» **WRITTEN TASK**: Only the lines from the line holding "Where can you see the distant valley" through the final line of the entries below are to be returned, exactly as they stand.

» **SUPPLIED MATERIAL**:
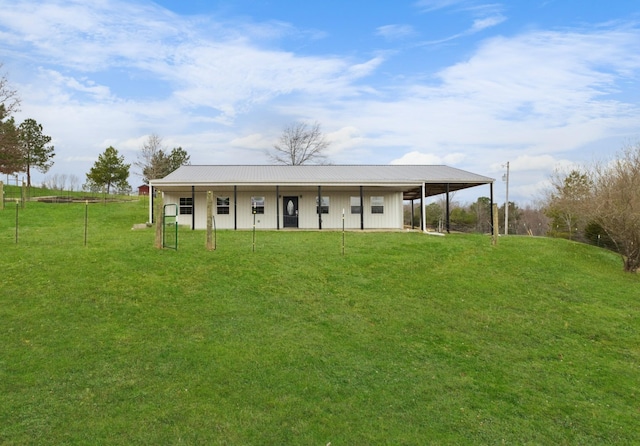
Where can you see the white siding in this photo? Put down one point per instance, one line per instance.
(339, 200)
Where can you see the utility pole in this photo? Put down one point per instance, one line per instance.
(506, 204)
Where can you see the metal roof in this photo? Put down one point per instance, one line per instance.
(408, 177)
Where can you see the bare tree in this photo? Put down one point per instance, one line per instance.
(615, 203)
(149, 158)
(8, 96)
(299, 144)
(154, 162)
(566, 201)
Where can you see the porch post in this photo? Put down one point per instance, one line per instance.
(491, 204)
(448, 213)
(361, 207)
(423, 218)
(319, 207)
(278, 207)
(151, 190)
(235, 207)
(412, 205)
(193, 208)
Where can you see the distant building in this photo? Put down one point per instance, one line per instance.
(307, 196)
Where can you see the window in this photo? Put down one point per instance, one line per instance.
(324, 207)
(222, 205)
(257, 205)
(186, 205)
(377, 205)
(355, 205)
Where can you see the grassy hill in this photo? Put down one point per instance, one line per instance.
(404, 339)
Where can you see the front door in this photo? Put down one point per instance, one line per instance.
(290, 209)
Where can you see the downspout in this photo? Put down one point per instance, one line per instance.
(235, 208)
(362, 207)
(423, 218)
(319, 207)
(278, 208)
(491, 206)
(151, 189)
(412, 206)
(193, 208)
(448, 213)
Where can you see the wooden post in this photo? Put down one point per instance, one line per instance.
(159, 218)
(24, 193)
(209, 220)
(494, 238)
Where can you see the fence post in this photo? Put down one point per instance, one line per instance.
(496, 230)
(24, 193)
(209, 220)
(159, 218)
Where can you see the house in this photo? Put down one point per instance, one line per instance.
(306, 196)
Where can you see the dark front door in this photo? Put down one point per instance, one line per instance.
(290, 209)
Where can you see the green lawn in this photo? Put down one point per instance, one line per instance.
(404, 339)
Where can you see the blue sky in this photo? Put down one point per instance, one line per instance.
(542, 84)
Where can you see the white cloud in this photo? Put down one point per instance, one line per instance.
(223, 90)
(416, 157)
(393, 32)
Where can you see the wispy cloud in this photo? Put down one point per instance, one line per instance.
(394, 32)
(224, 89)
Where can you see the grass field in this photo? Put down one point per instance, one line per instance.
(404, 339)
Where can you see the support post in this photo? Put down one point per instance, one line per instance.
(491, 205)
(278, 208)
(448, 213)
(193, 208)
(423, 216)
(319, 207)
(362, 207)
(209, 220)
(494, 239)
(235, 207)
(158, 212)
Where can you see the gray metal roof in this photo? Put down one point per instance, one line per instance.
(408, 177)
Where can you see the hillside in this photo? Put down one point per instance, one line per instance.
(404, 339)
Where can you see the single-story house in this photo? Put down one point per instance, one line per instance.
(306, 196)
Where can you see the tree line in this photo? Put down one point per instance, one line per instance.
(600, 204)
(24, 146)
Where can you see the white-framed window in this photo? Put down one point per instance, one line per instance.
(356, 208)
(377, 205)
(186, 205)
(324, 206)
(222, 205)
(257, 205)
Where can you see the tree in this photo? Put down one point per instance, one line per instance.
(8, 96)
(10, 156)
(566, 203)
(299, 144)
(36, 153)
(482, 210)
(155, 163)
(109, 170)
(614, 203)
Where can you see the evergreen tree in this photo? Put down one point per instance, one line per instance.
(35, 149)
(109, 170)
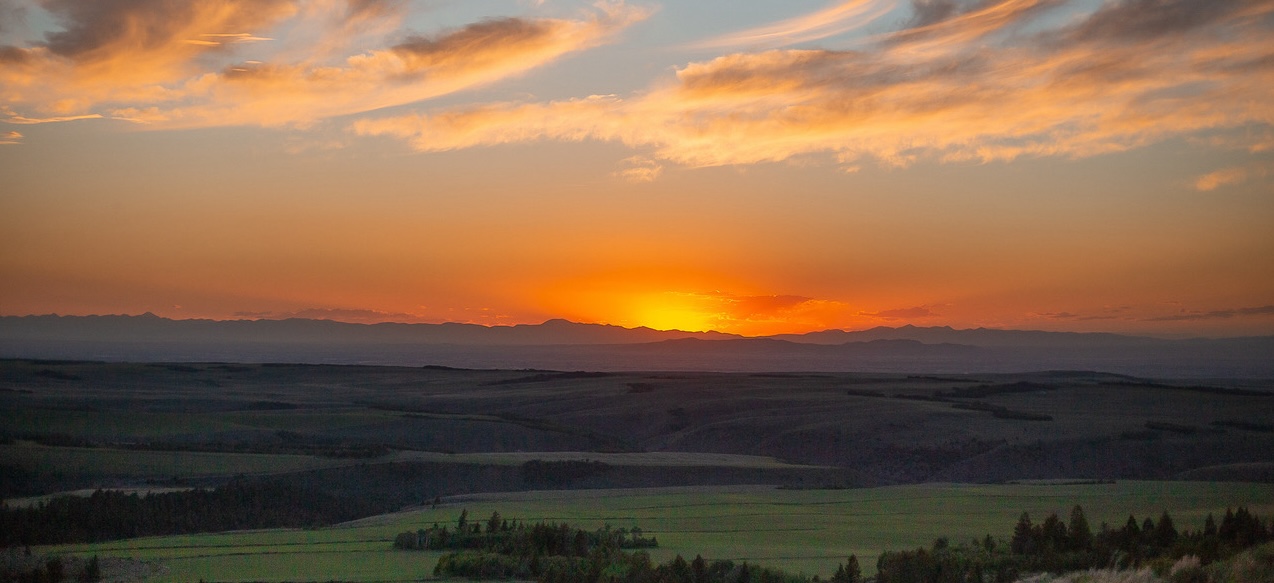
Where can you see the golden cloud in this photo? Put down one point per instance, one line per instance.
(993, 83)
(145, 61)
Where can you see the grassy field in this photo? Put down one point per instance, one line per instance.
(808, 531)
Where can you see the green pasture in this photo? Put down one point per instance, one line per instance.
(808, 531)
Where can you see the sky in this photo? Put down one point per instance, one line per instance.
(743, 166)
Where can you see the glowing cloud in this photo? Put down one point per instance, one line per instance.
(147, 61)
(1004, 84)
(831, 21)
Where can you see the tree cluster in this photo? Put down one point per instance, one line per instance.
(1059, 546)
(496, 535)
(238, 504)
(54, 570)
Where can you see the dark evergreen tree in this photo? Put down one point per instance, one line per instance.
(852, 572)
(1079, 535)
(1052, 533)
(1165, 532)
(1023, 536)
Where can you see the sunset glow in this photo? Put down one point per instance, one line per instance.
(744, 167)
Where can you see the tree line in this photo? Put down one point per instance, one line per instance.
(237, 504)
(1058, 546)
(496, 549)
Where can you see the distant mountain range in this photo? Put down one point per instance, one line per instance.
(559, 344)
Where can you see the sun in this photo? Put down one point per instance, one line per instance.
(674, 311)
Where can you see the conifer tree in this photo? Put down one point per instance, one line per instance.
(1079, 535)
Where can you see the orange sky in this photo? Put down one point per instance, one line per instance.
(781, 168)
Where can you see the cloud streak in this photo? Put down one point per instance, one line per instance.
(994, 83)
(1216, 315)
(148, 61)
(835, 19)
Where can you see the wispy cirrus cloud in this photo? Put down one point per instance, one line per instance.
(1185, 316)
(182, 64)
(985, 82)
(1228, 176)
(831, 21)
(901, 313)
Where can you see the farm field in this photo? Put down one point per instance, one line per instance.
(807, 531)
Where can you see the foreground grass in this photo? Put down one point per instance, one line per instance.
(807, 531)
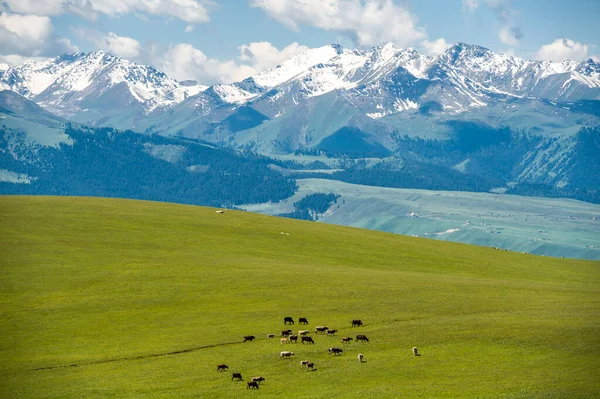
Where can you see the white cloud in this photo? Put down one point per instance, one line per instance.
(24, 34)
(367, 22)
(510, 32)
(435, 47)
(470, 5)
(184, 62)
(509, 35)
(16, 59)
(122, 46)
(263, 55)
(563, 49)
(192, 11)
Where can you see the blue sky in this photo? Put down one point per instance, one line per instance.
(218, 41)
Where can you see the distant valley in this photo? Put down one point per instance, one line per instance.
(469, 120)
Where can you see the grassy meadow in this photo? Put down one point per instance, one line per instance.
(106, 298)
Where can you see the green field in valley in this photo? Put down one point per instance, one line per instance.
(542, 226)
(105, 298)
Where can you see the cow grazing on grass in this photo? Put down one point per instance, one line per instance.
(307, 340)
(362, 338)
(258, 380)
(321, 329)
(336, 351)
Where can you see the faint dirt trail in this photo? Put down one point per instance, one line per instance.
(122, 359)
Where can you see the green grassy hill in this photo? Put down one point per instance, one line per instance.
(105, 298)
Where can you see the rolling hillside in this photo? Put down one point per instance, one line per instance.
(120, 298)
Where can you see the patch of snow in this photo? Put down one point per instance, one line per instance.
(8, 176)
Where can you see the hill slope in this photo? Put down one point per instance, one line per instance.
(118, 298)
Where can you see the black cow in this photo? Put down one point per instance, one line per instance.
(335, 351)
(237, 375)
(362, 338)
(307, 340)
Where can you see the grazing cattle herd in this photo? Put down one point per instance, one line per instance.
(287, 337)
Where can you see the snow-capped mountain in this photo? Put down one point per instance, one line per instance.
(72, 84)
(382, 86)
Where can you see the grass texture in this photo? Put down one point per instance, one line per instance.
(107, 298)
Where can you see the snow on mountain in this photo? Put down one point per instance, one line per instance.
(69, 81)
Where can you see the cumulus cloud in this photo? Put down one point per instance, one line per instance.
(367, 22)
(435, 47)
(24, 34)
(192, 11)
(510, 32)
(563, 49)
(183, 61)
(263, 55)
(122, 46)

» **EXERCISE OUTPUT**:
Where can you see the distant valley in this photo? Put down one point per instance, one line per instance.
(469, 120)
Where can you see the grassy meadow in this photo? Put down one point per instance, one line per instance.
(106, 298)
Where can you see the green field in valley in this photo? Put down one point per instance, one line per instance.
(542, 226)
(105, 298)
Where can you see the cow grazing on grass in this photo? Put down one point per instance, one line per instance.
(307, 340)
(362, 338)
(258, 380)
(321, 329)
(336, 351)
Where can you see the faint dirt trail in this photo? Put down one point per instance, one line per instance.
(122, 359)
Where can you see the green grassy hill in this photo? Put down one point per instance, one line per instance.
(105, 298)
Where can you see the rolling hillside in this photo? Put down one point per instance, one line per instance.
(120, 298)
Where can you see the patch of snow in this photo? Put down one point per instance, one line per instance.
(8, 176)
Where can you see the hill slope in this photo? Put down one point per instance, one line per instance.
(118, 298)
Where can you see the black cow in this photo? Put down one point per instance, one line per instance.
(335, 351)
(237, 375)
(362, 338)
(307, 340)
Where can you see the grazing cattle herd in this photo? Put down one point per instance, one line per instance.
(287, 337)
Where can you see the snow-capped mountain in this photo? Put down one point per instance, one line per instance.
(72, 84)
(382, 86)
Where can you see the grass texture in this photo? Put down one point per instance, one line per instance.
(107, 298)
Where can you see the snow on mountain in this photo? Put down one point per instance, one line per instance.
(69, 81)
Where can you see the cumulus cloud in this photo? Put down one point per instance, one line per instance.
(367, 22)
(435, 47)
(24, 34)
(192, 11)
(510, 32)
(563, 49)
(183, 61)
(263, 55)
(122, 46)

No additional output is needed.